## [EXERCISE AIM]
Substitute "image" for every "photo" in the items below, changing nothing else and leaving the pictures out.

## [DATASET RECORDS]

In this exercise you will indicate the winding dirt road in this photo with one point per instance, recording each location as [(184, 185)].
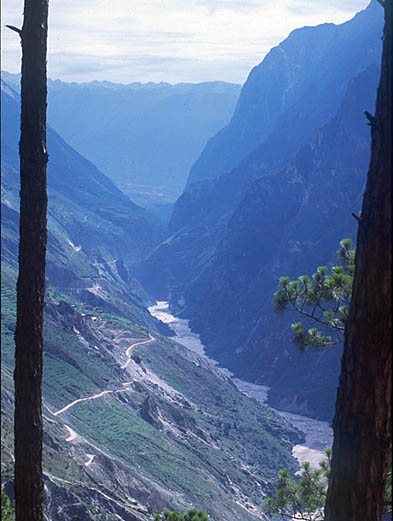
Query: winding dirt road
[(102, 393)]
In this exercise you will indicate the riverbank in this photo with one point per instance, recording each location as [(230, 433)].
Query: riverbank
[(318, 434)]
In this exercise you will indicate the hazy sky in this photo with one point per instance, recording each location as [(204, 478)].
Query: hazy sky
[(166, 40)]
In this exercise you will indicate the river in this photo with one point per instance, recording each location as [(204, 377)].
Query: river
[(318, 434)]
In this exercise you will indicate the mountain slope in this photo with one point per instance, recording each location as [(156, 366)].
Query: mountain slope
[(287, 224), (127, 430), (202, 212), (295, 89), (144, 137)]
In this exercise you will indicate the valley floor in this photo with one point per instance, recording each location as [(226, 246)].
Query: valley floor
[(318, 434)]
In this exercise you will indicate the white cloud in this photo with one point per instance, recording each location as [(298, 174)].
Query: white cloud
[(168, 40)]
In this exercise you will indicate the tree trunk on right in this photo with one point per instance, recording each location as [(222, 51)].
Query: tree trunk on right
[(362, 424)]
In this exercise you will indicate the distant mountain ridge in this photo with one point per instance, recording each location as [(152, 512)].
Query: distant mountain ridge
[(140, 134), (127, 431), (215, 264), (292, 92)]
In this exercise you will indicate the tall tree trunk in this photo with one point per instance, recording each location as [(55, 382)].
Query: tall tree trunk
[(31, 280), (362, 424)]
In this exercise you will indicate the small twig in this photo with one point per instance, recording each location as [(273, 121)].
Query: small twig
[(371, 118)]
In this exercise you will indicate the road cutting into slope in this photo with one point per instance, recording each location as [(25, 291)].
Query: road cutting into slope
[(103, 393)]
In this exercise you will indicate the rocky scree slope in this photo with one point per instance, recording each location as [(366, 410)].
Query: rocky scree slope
[(132, 430), (127, 429)]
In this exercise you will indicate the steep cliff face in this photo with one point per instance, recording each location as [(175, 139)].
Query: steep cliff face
[(127, 430), (287, 224), (295, 89), (318, 63)]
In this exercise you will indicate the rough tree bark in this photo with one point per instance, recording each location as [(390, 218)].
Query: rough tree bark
[(362, 424), (31, 279)]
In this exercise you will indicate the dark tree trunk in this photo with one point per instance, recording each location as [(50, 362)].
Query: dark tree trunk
[(362, 424), (31, 280)]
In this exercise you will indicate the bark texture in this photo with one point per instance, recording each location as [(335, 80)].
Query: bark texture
[(31, 279), (362, 424)]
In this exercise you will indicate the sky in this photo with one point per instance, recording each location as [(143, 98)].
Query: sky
[(166, 40)]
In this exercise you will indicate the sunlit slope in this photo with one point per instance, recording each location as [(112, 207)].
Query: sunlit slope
[(160, 426)]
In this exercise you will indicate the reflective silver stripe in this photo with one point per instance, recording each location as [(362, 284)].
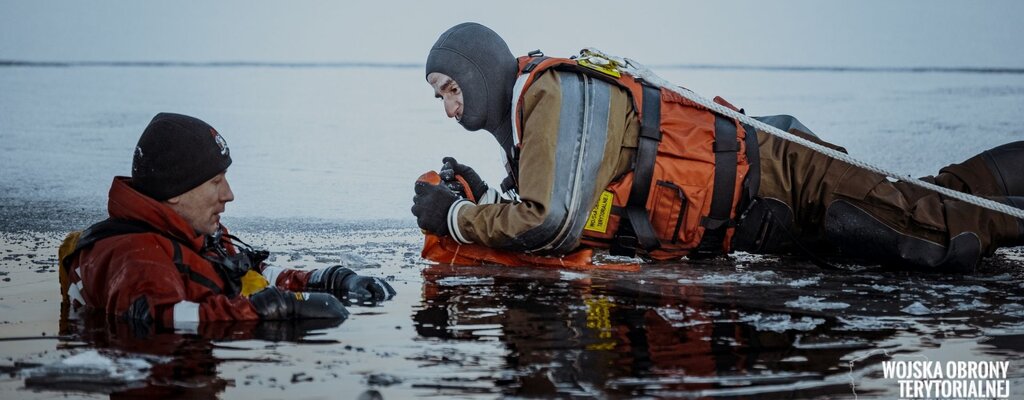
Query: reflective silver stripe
[(186, 316), (270, 274), (453, 220), (582, 134), (491, 196), (75, 293)]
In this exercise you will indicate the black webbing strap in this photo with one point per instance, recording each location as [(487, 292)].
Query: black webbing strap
[(636, 231), (534, 62), (754, 159), (718, 220)]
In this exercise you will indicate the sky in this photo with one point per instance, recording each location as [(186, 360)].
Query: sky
[(822, 33)]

## [SOLUTION TO THE PROBLEM]
In this exercise you will indicate the winding dirt road in this image with one point per instance, recording each location as [(184, 185)].
Query: winding dirt road
[(102, 393)]
In this exercise you will indicate the riverbank in this image with one point per instance, recording each location as [(230, 433)].
Query: riverbank
[(318, 434)]
In this exercise you will indicate the hazy sky in this image with one point per instance, recording each location as [(204, 478)].
Query: hazy sky
[(166, 40)]
In this exercise you will indicate the river in this image with one point per instance, recording each location as [(204, 377)].
Query: river
[(318, 434)]
In this exercise you will indicate the mountain slope in this image with one point per instance, recording each location as [(156, 366)].
Query: mountain slope
[(287, 224), (127, 430), (202, 212), (295, 89), (144, 137)]
In this exercise you will indicate the valley floor in this image with one point per instance, recording each location as [(226, 246)].
Query: valley floor
[(318, 434)]
In this exercise you will indicate the white cloud in this image with one point per instance, recording each location as [(298, 174)].
Query: white cloud
[(168, 40)]
In this exercise you will indicate the tree trunk on right in this image with one point per instance, recording each location as [(222, 51)].
Query: tree trunk on right
[(362, 424)]
In this exercise you will indicate the distant mountain ridge in this image with one point per instance, recording each location as [(152, 512)].
Query: distant mountain ridge
[(140, 134), (127, 431), (215, 264), (292, 92)]
In this exercise you will indicate the tall tree trunk in this image with one point per instance, recording each location as [(55, 382)].
Query: tall tree trunk
[(31, 280), (362, 424)]
In this exercise you will indicate the small twig in this image with one point per instance, recording each location as [(273, 121)].
Query: small twig
[(371, 118)]
In this exercise you will indicate the road cutting into slope in this image with one point per instance, recording each location as [(25, 291)].
Query: road cutting into slope
[(103, 393)]
In this exercise you will indicate the rocky scree slope in this image with one point per instance, recording each location as [(366, 410)].
Query: rocky scree slope
[(132, 430), (127, 429)]
In this exercise you will indicate the steep cliff face in this image with one point per instance, recording each location as [(175, 139)].
Query: steep cliff face
[(127, 430), (287, 224), (295, 89), (318, 63)]
In this exercise you will indicate the rough tree bark in this image with one point per instance, recording each location as [(390, 218)].
Query: rough tree bark
[(362, 424), (31, 279)]
In this exercise you will indicate the dark tree trunk in this image with one point per instance, recording each location as [(50, 362)].
Query: dark tree trunk
[(362, 424), (31, 280)]
In this exercise you will indicate the bark texture in this image with one point per instance, recording each location as [(335, 80)].
Query: bark texture
[(31, 279), (362, 424)]
In this exercise you will indicate the sky in this image with one point per instance, recording each location as [(143, 98)].
Query: sky
[(166, 40)]
In this exercise you will indicate the sunlit slope in this image with one point per instance, recording each location as [(112, 207)].
Query: sunlit slope
[(160, 426)]
In this exercise you will indicate the reflective silver stripe in this image with one point per instance, recording each location as [(362, 284)].
Query: reflective silver stripe
[(186, 316), (270, 274), (453, 220), (582, 134), (491, 196), (75, 293)]
In this exercise you will indicate the black webbing strap in this image with one point per instance, recording each location as [(487, 292)].
Query: black webbing strap
[(636, 231), (534, 62), (754, 159), (718, 220)]
In this exercise you will indicate the sky in this image with one point per instance, recording each location as [(186, 360)].
Query: sky
[(822, 33)]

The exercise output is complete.